— Problem to work on —
All lines with the word "tree" must be pulled from the entries below.

(Stored data entries)
■ ■ ■

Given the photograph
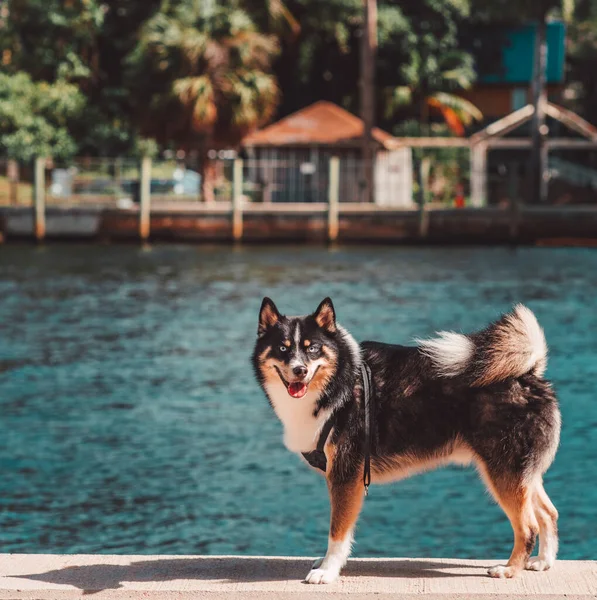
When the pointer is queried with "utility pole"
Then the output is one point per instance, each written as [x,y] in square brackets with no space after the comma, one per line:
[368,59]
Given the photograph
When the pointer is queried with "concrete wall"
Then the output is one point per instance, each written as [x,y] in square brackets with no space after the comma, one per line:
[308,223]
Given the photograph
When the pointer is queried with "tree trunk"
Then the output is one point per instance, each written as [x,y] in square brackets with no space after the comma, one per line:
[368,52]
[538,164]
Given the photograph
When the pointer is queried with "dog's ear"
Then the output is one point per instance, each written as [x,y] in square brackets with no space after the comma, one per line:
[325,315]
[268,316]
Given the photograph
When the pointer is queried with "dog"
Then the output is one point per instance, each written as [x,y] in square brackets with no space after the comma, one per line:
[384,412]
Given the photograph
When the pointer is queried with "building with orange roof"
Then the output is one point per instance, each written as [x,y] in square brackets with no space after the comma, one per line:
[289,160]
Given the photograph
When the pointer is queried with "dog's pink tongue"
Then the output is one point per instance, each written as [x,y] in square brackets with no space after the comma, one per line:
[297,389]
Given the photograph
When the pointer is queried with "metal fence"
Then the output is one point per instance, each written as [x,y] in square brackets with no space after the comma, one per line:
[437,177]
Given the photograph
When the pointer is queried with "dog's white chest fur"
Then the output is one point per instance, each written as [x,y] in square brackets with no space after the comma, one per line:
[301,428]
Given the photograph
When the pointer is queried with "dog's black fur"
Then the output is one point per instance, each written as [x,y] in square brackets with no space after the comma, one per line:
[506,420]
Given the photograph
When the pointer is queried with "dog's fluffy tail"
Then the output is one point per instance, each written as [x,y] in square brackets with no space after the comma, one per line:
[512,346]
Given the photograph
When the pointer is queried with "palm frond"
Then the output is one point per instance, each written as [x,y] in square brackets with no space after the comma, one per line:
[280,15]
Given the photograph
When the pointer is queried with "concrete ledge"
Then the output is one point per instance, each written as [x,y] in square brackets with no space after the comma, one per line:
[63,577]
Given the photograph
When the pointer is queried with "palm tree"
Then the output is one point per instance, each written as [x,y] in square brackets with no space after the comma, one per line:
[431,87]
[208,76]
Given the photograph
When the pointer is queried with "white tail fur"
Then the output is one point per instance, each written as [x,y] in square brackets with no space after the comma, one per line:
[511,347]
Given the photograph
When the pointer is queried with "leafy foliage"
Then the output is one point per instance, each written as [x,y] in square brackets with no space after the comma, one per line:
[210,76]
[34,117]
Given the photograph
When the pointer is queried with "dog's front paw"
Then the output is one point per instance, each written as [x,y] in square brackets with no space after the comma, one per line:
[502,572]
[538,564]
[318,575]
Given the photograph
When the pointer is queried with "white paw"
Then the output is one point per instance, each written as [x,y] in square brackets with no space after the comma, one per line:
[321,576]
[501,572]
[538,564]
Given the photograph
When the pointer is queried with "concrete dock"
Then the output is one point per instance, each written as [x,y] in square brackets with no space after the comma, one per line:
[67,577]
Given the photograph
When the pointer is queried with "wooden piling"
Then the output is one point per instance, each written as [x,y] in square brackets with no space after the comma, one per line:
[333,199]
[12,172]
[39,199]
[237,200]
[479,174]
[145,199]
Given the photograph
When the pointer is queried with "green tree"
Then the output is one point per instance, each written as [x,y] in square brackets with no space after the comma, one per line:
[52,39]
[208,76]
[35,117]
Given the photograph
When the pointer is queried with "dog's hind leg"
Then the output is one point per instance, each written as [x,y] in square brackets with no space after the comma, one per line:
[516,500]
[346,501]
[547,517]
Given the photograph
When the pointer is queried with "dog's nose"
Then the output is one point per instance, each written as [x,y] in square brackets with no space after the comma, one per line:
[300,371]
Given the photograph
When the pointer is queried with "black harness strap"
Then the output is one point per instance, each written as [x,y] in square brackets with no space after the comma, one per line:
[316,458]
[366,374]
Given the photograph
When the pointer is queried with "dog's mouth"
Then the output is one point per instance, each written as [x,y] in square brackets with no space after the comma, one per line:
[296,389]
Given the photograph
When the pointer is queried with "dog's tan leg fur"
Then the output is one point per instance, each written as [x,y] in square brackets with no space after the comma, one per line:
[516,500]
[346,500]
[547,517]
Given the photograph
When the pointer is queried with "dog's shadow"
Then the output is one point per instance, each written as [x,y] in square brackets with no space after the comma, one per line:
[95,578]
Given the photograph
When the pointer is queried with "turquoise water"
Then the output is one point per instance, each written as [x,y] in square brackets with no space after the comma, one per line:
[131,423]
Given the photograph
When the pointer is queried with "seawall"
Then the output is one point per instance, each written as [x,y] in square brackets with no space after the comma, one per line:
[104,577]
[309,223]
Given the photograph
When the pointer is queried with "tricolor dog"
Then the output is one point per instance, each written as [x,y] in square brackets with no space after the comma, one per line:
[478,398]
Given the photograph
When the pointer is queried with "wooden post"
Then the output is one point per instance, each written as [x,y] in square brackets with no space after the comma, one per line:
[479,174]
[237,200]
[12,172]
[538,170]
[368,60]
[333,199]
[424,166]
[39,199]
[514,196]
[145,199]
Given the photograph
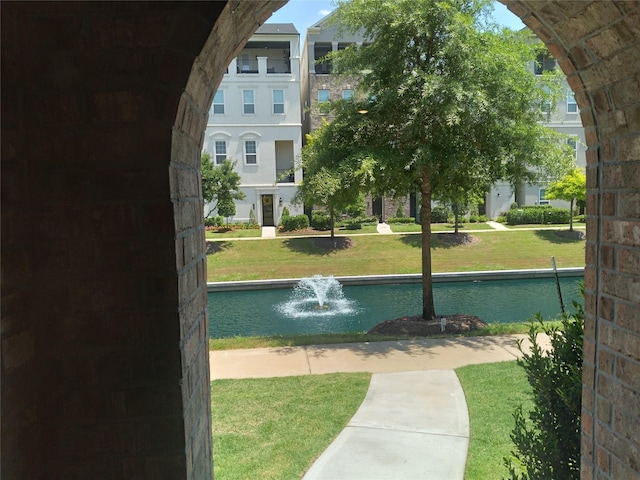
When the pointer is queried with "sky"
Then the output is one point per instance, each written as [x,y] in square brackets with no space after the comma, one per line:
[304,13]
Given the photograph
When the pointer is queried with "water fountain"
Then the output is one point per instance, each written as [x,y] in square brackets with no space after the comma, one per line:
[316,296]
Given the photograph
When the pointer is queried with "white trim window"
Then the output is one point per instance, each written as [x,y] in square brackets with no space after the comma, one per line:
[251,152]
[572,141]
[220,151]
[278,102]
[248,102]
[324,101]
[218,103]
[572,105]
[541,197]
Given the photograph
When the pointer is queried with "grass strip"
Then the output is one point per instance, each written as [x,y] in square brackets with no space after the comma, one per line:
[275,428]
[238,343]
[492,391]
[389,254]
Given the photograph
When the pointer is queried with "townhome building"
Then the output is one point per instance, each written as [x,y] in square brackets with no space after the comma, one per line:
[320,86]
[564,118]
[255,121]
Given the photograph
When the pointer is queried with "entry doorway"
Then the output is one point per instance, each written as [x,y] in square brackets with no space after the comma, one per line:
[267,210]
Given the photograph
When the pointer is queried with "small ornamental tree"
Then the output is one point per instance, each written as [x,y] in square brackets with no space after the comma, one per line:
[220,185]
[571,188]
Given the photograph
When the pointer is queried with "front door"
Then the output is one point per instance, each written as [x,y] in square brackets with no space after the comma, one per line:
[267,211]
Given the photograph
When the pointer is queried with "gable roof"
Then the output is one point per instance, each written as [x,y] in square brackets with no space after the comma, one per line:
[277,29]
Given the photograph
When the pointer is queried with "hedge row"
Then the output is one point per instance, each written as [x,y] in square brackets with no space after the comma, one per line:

■ ■ ■

— Result of this exercise —
When the pointer is queried with "tree trunk"
When the pointer is queried with "palm tree"
When the pointer is queried with "green tree"
When the pointer is queried with "small ornamental tree"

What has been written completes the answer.